**WHAT YOU HAVE TO DO**
Only the lines below from the one with "sweater with a point." through the one with "Phrase: city light" are to be written out, exactly and without any images.

**RECORD SET**
-*-*-

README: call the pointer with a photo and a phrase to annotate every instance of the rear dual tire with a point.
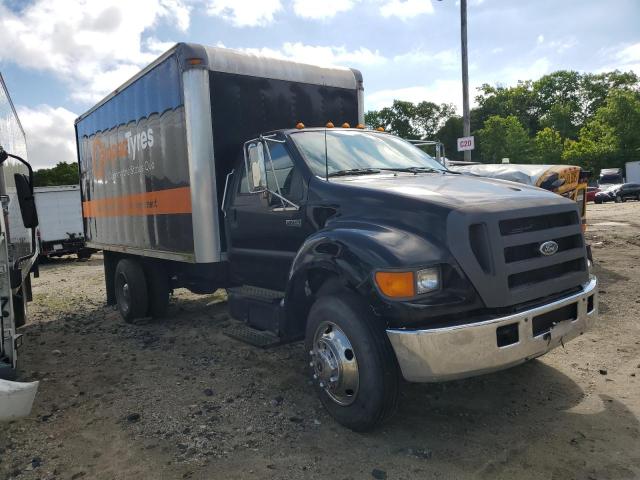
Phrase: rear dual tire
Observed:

-*-*-

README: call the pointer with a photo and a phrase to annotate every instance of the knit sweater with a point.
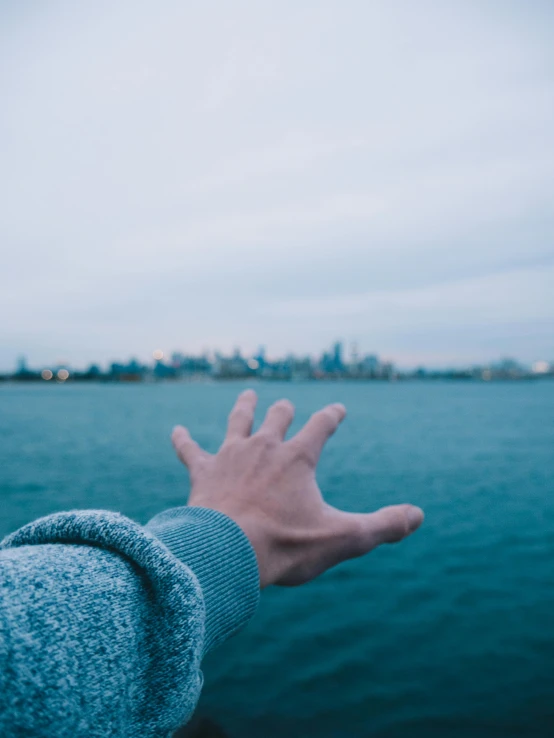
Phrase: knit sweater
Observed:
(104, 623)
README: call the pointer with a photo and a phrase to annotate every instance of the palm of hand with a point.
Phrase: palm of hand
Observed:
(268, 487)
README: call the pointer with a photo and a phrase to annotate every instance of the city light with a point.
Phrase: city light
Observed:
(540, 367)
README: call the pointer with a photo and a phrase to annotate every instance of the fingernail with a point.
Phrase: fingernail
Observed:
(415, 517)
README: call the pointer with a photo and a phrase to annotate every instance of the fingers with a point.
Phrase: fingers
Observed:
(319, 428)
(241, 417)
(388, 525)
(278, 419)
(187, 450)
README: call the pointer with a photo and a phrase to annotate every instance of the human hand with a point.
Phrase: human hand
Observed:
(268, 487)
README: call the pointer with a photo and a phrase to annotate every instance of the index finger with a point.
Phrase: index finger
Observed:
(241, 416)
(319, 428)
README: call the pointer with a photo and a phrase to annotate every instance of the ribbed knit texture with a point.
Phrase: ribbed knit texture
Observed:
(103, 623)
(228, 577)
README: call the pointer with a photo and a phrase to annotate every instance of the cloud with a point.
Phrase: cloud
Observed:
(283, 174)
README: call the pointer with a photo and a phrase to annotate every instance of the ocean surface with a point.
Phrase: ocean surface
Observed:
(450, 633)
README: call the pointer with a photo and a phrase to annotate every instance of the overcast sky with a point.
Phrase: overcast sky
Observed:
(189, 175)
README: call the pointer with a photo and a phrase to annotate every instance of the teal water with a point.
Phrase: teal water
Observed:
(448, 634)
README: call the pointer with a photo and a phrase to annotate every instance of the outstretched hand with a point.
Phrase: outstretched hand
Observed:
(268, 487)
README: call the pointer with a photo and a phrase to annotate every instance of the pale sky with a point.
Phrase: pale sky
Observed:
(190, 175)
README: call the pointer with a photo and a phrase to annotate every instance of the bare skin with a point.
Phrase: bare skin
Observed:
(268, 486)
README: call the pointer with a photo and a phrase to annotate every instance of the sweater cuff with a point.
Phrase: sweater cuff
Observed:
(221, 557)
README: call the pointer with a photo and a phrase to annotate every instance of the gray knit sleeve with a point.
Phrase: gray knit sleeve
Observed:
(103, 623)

-*-*-

**OUTPUT BELOW**
README: call the pointer with a photo and a phrase to annotate every instance of the knit sweater with a point.
Phrase: knit sweater
Observed:
(104, 623)
README: call the pointer with a photo and a phrase to annotate every instance of the palm of hand with a point.
Phrase: palm of hand
Observed:
(268, 487)
README: call the pointer with a photo and a phrase to annotate every instance of the city light with a point.
Phrase: city light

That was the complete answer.